[Data listing Boundary: Start]
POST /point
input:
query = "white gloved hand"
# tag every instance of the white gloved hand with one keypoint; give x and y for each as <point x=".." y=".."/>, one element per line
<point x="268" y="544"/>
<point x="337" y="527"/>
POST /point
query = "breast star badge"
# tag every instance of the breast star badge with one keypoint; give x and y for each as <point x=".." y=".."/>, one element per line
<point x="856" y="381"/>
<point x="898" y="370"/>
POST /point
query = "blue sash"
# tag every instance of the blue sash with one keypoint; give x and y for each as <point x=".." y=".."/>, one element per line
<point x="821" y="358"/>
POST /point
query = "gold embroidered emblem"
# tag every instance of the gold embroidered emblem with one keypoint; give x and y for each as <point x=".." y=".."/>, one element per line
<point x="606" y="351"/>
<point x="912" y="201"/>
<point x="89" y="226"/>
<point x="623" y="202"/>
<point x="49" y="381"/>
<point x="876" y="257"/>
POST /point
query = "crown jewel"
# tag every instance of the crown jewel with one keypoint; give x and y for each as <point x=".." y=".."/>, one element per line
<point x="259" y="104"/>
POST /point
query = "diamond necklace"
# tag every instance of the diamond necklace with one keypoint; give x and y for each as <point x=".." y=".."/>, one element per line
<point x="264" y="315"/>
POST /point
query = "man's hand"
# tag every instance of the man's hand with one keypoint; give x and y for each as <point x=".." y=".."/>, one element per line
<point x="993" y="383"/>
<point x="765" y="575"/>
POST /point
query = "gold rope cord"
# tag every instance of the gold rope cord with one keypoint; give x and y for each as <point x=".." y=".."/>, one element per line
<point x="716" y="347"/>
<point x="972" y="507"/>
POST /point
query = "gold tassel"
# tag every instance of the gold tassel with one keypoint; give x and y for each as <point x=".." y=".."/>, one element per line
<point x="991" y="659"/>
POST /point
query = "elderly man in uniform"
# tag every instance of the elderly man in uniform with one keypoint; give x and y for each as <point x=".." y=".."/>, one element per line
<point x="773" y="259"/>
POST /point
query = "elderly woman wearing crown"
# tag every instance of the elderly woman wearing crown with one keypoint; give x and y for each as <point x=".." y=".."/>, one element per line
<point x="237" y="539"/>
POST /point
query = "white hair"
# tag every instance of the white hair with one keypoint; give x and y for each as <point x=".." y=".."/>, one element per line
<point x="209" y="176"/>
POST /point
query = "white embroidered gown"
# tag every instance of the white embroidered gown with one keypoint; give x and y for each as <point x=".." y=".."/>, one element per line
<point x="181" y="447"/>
[Data listing Boundary: End]
→ **What you have to do**: The listing above is to be restated word for word.

→ **Solution to the exercise**:
POST /point
input:
query = "white gloved hand"
# tag every instance of the white gloved hand with one keypoint; give x and y for each as <point x=".." y=".."/>, one element per line
<point x="268" y="544"/>
<point x="337" y="527"/>
POST /point
query = "breast star badge"
# tag every instance of the breast star badge with one keypoint; give x and y for each as <point x=".." y=".."/>, one element per line
<point x="856" y="381"/>
<point x="898" y="370"/>
POST /point
query = "blue sash"
# tag every instance of the blue sash with one keypoint; give x and y for each as <point x=".." y=".."/>, one element per line
<point x="821" y="358"/>
POST /point
query = "gold embroidered emblem"
# tag every instance of the gold embroidered emblem with one keypoint; give x and y for each as <point x=".." y=".."/>, one element per line
<point x="606" y="351"/>
<point x="912" y="201"/>
<point x="89" y="226"/>
<point x="623" y="202"/>
<point x="49" y="381"/>
<point x="876" y="257"/>
POST /point
query = "crown jewel"
# tag every instance of the crown jewel with one keypoint; give x and y for each as <point x=".." y=".."/>, one element per line
<point x="259" y="104"/>
POST /point
query = "diamond necklace"
# tag every instance of the diamond necklace with one keypoint; give x and y for each as <point x=".." y=".."/>, one element per line
<point x="264" y="315"/>
POST /point
query = "man's hand"
# tag every instance of the man's hand with one keypoint; give x and y for each as <point x=".." y=".."/>, one element per line
<point x="993" y="383"/>
<point x="765" y="575"/>
POST /point
query = "gold rope cord"
# tag every instance of the gold rope cord with one keypoint; give x and y for each as <point x=".." y=".."/>, one element per line
<point x="716" y="347"/>
<point x="972" y="507"/>
POST /point
query = "gold tassel"
# tag every instance of the gold tassel with one keypoint; give x and y for each as <point x=".." y=".."/>, one element per line
<point x="991" y="659"/>
POST /point
query = "elderly man in uniform"
# tag every instance of the elderly man in uniform with one keypoint; give x and y for each as <point x=".." y=".."/>, one element per line
<point x="773" y="259"/>
POST /point
query = "elderly woman wearing crown"
# tag every instance of the elderly woman wearing crown with one keypoint; give x and y for each as <point x=".." y=".."/>, one element per line
<point x="237" y="539"/>
POST /point
query = "white hair"
# tag every instance of the white hair with one keypoint; give x and y for each as <point x=".." y=".."/>, one element per line
<point x="209" y="176"/>
POST /point
query = "white embroidered gown"
# tag every instance of the white embroidered gown with one keypoint; give x and y for each as <point x=".." y=".."/>, one element per line
<point x="181" y="447"/>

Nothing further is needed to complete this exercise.